INSTRUCTIONS –
• 1. In the forum discussion about forgotten sword and sorcery authors, which name is given in parentheses as "the book publishers"?
• 2. Translate this sentence from the forum discussion about forgotten sword and sorcery authors into Spanish: "I mean, granted, a big paperback firm would be better but they probably wouldn't touch it these days."
• 3. Carry on the forum discussion about forgotten sword and sorcery authors, starting after its final sentence.

SUPPLIED TEXT –
## begin

Forgotten Sword and Sorcery authors.

Why is this something the big paperback publishing firms have never touched? Some kind of tacit stipulation against this ever being published other than as an out of reach specialty press item? Is it really that good that only the rich can afford to read it?:mad:
 
I don't know and maybe so. Actually, it just occurs to me that there may be some kind of legal problem where it can't be reprinted - though what sort of legal problem I can't really imagine. But otherwise, yeah, I have no idea. If there's no good reason, maybe we should all email Planet Stories (the book publishers) or Wildside or whoever and maybe talk them into reprinting it. :)

I mean, granted, a big paperback firm would be better but they probably wouldn't touch it these days.

## end

INFORMATION PROVIDED –
## begin

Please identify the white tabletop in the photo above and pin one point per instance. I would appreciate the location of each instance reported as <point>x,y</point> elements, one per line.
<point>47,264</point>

## end

EXPECTED ANSWERS –
• 1. Planet Stories

• 2. Es decir, claro, una gran editorial de libros de bolsillo sería mejor, pero probablemente no lo tocarían hoy en día.

• 3.
Slightly off-topic (though not all that much, given the swashbuckling nature of much of the book) but something similar has happened with E. H. Visiak's Medusa. It did have a mass-market pb edition at one time, but even that thing goes for astronomical prices nowadays... and all others are simply out of sight... enough so to make the Centipede Press edition look quite economically frugal in comparison....
 
"Offending"?

You felt offended by this person's comment?

No i meant its offending to Henry Kuttner that he is called a forgotten author of Sword and Sorcery when he is still remembered and is seen as Science fiction legend.

Sword and Sorcery was never his sub-genre, he wrote Elak because pulp publishers wanted any Conan copy they could get.

Just nitpick of mine because the thread name make it sound like he only wrote S&S and no one remembers his name today. When he has fans like us and many of his pulp era books in print.
 
Maybe it's fair to say that Kuttner contribution to "Sword and Sorcery" has been forgotten?

Someone a lot more recent but who is close to becoming unfairly forgotten is Lawrence Watt Evans who wrote the excellent "Misenchanted Sword" and the "Lords of Dus" Tetralogy.
 
Its mildly offending that you call Henry Kuttner a forgotten author. SFF classic author whose stories with CL Moore is pretty legendary, his comic detective stories, his Science Fantasy etc You know his S&S stories because of his name is respected.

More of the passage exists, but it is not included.